(Excerpted passage):
I stopped buying as much kombucha, when I finally learned how to make my own fizzy coconut water kefir. I love it plain a lot, but sometimes I do change up the flavors by adding different juices to the second fermentation. My favorite juices are pomegranate, black cherry, pineapple. The sugars in juices are used up for fermentation by the beneficial Lactobacillus and Bifidobacteria.
1 quart Zico coconut water
1 Kefir starter (I used Body Ecology)
1 cup pomegranate juice (optional, you can pick any juice you like)
- For the first batch heat coconut water on low to 92F. Take off the stove and add one packet of Body Ecology starter.
- Pour the mixture into 1 Quart bottle and set it on the counter for 24-48 hours. Make sure the temperature in your house is around 75F. The mixture will become sour after a while, as the beneficial bacteria eats it to reproduce. The final product has some tiny amount of sugar left, with no added sugars after the fermentation process is over.
- After the first batch is finished, you can use some of it, but keep the rest to start next batches as a starter. The process for the next batches is the same: Warm up coconut water to 92F and add 1/2 cup of coconut water kefir from the previous batch.
- When it is cold outside, like it is all of a sudden in Arizona in March, put your batch in the oven, close the oven, and turn on the light. Just the light will keep your batch warm and cozy. There are two caveats to this method though: You may forget that your oven is not empty and turn it on to warm up for cooking. It happened to me at least once and I had to clean the sauerkraut juice from the bottom of it. Luckily, I remembered and took my coconut kefir and sauerkraut from the oven right away. There is a possibility of a small explosion if you covered your ferments with a lid very tight and overheated the jars. The second caveat is not to forget about your ferments altogether. At least once I realized I have left my coconut kefir for 4 days in the oven. Mommy’s brain, they say.

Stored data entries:
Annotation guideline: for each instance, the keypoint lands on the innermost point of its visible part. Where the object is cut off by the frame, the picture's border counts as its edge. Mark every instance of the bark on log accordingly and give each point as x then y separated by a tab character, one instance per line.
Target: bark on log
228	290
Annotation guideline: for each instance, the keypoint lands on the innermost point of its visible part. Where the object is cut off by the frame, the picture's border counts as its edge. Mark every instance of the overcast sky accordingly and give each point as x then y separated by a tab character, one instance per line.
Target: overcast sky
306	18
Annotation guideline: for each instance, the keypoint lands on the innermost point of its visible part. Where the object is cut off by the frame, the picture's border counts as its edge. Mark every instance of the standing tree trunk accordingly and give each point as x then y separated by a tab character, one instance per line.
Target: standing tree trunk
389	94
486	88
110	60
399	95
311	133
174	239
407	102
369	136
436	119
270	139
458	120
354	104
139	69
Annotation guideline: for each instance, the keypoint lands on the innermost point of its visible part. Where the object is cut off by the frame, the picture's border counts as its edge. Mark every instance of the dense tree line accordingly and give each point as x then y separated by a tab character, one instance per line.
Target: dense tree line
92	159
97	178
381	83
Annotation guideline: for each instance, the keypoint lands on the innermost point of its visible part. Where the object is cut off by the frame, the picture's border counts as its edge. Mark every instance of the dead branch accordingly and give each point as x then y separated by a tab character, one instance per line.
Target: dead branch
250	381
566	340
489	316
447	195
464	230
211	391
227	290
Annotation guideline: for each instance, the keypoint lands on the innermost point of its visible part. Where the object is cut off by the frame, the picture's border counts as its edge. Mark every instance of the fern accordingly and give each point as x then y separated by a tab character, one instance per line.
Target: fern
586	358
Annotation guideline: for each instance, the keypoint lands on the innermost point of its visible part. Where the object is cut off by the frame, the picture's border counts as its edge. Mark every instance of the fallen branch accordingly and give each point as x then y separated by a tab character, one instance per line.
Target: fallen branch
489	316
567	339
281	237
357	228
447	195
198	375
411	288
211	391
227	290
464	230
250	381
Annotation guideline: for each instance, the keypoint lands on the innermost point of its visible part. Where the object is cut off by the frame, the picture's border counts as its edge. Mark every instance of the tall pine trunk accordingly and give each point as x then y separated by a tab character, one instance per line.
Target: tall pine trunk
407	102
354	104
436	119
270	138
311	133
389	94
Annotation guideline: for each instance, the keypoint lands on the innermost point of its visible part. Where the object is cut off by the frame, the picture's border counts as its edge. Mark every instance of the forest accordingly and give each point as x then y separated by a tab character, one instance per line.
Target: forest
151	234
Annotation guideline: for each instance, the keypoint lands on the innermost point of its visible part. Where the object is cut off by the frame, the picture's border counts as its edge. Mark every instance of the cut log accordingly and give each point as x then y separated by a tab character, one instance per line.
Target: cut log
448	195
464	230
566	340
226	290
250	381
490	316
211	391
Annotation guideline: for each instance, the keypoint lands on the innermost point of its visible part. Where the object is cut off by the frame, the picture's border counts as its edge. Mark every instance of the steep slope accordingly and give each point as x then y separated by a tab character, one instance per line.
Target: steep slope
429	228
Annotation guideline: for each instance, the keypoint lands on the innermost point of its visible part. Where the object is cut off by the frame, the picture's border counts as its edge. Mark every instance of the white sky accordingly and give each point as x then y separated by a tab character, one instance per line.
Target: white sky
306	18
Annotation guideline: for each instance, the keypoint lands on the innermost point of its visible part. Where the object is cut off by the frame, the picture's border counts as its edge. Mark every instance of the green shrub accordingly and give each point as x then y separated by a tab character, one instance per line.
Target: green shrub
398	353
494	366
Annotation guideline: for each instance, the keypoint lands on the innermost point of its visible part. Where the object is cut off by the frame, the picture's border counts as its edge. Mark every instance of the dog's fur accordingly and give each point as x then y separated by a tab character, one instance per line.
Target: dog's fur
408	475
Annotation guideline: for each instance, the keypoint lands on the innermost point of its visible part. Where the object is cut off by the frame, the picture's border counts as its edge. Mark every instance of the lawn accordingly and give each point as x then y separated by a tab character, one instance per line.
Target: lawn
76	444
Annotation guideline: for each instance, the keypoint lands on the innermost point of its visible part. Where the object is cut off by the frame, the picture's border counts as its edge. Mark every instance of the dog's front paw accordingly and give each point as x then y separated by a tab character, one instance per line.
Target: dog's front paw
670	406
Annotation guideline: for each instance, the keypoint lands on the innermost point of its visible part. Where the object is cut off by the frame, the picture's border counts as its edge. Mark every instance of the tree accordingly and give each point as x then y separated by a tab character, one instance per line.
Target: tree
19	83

(Problem 1):
In the coconut water kefir recipe, what temperature is the coconut water heated to for the first batch?
(Problem 2):
List every juice the coconut water kefir recipe names as a favorite.
(Problem 3):
Please rewrite the coconut water kefir recipe from "1 quart Zico" up to and including "process is over.", swapping "counter" for "shelf".

(Response area 1):
92F

(Response area 2):
pomegranate, black cherry, pineapple

(Response area 3):
1 quart Zico coconut water
1 Kefir starter (I used Body Ecology)
1 cup pomegranate juice (optional, you can pick any juice you like)
- For the first batch heat coconut water on low to 92F. Take off the stove and add one packet of Body Ecology starter.
- Pour the mixture into 1 Quart bottle and set it on the shelf for 24-48 hours. Make sure the temperature in your house is around 75F. The mixture will become sour after a while, as the beneficial bacteria eats it to reproduce. The final product has some tiny amount of sugar left, with no added sugars after the fermentation process is over.